What needs to be done:
Copy out the part of the listing that begins with the line containing "of the girl's" and runs through the listing's last line, with both ends included and every line unchanged.

Items:
__________

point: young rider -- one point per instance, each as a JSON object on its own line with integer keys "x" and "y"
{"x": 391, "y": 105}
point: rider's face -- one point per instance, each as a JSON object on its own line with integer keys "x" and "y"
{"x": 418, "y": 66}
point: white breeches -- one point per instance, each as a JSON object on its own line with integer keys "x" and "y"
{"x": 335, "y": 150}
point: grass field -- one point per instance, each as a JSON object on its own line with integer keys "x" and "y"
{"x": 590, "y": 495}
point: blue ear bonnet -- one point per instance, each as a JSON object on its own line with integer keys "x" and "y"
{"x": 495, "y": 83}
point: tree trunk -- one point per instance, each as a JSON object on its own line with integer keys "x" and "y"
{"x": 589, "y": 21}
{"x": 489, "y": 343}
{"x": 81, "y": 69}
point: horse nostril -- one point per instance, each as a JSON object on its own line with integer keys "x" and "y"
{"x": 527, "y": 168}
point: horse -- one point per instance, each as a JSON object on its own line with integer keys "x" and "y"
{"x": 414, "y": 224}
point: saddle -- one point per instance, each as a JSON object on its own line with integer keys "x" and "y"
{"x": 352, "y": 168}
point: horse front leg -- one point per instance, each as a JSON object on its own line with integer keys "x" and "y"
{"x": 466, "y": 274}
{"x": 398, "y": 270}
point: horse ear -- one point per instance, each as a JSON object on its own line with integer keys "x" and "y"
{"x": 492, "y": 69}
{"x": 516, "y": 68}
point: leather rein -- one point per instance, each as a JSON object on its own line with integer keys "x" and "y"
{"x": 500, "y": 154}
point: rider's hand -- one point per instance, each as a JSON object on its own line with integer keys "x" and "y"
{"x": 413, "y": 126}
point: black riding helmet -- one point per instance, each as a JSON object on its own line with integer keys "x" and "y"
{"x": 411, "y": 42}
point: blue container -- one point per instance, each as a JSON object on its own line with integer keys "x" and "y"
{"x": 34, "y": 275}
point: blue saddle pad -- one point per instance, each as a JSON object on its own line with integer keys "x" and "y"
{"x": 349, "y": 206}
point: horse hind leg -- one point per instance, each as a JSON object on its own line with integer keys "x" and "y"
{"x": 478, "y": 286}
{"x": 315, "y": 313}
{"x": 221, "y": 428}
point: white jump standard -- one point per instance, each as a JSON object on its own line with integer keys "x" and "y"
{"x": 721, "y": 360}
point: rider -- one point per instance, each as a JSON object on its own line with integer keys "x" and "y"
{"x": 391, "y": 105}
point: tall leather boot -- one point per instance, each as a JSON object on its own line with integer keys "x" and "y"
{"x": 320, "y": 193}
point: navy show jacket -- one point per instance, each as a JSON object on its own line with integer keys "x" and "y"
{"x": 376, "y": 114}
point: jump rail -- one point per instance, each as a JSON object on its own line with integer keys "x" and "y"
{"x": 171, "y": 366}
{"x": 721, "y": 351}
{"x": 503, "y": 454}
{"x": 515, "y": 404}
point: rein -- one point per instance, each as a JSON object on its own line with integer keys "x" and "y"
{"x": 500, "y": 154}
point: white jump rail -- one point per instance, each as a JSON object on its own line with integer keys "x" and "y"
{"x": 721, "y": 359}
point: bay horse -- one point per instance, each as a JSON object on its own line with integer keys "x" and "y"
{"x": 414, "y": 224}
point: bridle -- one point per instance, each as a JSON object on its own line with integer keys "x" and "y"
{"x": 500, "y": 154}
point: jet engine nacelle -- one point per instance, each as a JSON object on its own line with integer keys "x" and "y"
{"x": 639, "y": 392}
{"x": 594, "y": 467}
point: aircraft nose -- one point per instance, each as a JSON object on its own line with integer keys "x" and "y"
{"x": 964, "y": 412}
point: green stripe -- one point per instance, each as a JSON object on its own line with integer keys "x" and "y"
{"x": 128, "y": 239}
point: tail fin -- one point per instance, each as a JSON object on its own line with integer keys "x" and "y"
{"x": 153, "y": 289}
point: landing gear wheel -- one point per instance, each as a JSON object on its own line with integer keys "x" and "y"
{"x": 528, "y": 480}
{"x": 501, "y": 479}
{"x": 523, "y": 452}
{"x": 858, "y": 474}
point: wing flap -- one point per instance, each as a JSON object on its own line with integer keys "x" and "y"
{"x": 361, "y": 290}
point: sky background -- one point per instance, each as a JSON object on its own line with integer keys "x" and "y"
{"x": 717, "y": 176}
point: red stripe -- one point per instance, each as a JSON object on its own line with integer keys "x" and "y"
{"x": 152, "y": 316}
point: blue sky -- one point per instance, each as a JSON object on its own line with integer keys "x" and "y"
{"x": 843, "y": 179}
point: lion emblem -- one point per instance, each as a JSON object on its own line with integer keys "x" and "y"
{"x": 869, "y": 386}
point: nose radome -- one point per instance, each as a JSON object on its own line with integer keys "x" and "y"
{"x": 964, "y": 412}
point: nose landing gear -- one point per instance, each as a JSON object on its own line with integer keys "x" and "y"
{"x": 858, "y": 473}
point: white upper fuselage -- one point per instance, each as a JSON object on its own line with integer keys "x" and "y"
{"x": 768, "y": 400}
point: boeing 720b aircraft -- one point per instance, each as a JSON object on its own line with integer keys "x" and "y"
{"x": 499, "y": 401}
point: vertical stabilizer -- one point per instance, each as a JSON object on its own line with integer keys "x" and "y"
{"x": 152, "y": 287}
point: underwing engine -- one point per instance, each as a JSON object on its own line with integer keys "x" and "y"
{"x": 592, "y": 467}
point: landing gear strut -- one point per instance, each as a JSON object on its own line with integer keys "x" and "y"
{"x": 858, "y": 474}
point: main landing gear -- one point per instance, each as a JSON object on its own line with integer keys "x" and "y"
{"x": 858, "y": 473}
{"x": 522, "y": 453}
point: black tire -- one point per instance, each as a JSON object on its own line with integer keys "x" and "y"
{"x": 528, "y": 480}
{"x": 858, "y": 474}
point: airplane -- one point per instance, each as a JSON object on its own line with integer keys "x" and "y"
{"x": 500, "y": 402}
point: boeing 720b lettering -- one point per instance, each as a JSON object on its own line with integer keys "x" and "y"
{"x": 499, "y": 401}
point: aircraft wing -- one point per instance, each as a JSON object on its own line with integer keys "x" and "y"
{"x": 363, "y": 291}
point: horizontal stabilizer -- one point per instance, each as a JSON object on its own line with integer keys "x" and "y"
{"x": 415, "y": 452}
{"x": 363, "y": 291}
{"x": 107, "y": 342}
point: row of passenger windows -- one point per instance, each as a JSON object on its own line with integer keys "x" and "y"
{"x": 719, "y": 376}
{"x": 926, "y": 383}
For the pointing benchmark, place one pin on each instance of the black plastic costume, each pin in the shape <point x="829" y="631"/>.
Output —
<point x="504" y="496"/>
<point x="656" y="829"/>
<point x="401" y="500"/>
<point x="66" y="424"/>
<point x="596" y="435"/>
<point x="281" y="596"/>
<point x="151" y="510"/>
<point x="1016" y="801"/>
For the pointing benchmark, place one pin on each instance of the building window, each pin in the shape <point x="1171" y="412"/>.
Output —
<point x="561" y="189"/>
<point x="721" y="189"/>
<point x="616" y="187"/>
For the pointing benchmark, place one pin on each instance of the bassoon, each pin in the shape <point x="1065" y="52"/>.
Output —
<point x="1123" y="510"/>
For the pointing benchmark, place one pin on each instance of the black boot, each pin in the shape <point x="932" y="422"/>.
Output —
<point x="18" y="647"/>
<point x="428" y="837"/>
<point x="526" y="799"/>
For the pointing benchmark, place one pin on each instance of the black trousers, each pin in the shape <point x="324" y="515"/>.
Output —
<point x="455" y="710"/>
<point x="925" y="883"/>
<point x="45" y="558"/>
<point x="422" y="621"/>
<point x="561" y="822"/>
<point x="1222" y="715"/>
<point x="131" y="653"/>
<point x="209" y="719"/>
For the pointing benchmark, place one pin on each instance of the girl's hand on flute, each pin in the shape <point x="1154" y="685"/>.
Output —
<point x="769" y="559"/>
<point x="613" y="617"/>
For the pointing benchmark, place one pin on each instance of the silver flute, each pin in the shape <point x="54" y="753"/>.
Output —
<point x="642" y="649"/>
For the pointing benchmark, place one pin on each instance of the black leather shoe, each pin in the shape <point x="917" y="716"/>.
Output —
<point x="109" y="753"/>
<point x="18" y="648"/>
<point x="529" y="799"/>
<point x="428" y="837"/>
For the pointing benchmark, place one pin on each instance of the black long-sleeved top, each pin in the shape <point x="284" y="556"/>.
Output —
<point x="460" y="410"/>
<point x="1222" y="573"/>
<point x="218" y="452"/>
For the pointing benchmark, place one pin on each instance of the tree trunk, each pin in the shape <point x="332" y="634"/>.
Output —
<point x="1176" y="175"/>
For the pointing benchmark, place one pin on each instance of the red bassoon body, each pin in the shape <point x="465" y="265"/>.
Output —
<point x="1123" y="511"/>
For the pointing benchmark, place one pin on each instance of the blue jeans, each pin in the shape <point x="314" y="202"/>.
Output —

__________

Task result:
For the pointing benchmark, place one pin on each instance of the girl's hand on flute, each pin in the shape <point x="1154" y="685"/>.
Output —
<point x="769" y="559"/>
<point x="613" y="617"/>
For the pointing benchmark, place one pin on each instance of the silver flute, each pin in the shape <point x="54" y="753"/>.
Output —
<point x="642" y="649"/>
For the pointing benchmark, place one pin on each instance of the black leather shoe, each pin in the shape <point x="917" y="716"/>.
Output —
<point x="109" y="753"/>
<point x="18" y="648"/>
<point x="529" y="799"/>
<point x="428" y="837"/>
For the pointing benchmark, place one pin on each instance of the black long-sleeved top, each pin in the shape <point x="284" y="556"/>.
Output —
<point x="460" y="410"/>
<point x="1222" y="573"/>
<point x="218" y="452"/>
For the pointing benchmark, place one pin on each instance of the tree trunk, each pin in the shape <point x="332" y="634"/>.
Output —
<point x="1176" y="175"/>
For the pointing benchmark, place one pin on each instance of the red bassoon body, each pin in the shape <point x="465" y="265"/>.
Output —
<point x="1123" y="511"/>
For the pointing benchmark, place one pin on each instance of the blue jeans, each pin in the shape <point x="314" y="202"/>.
Output —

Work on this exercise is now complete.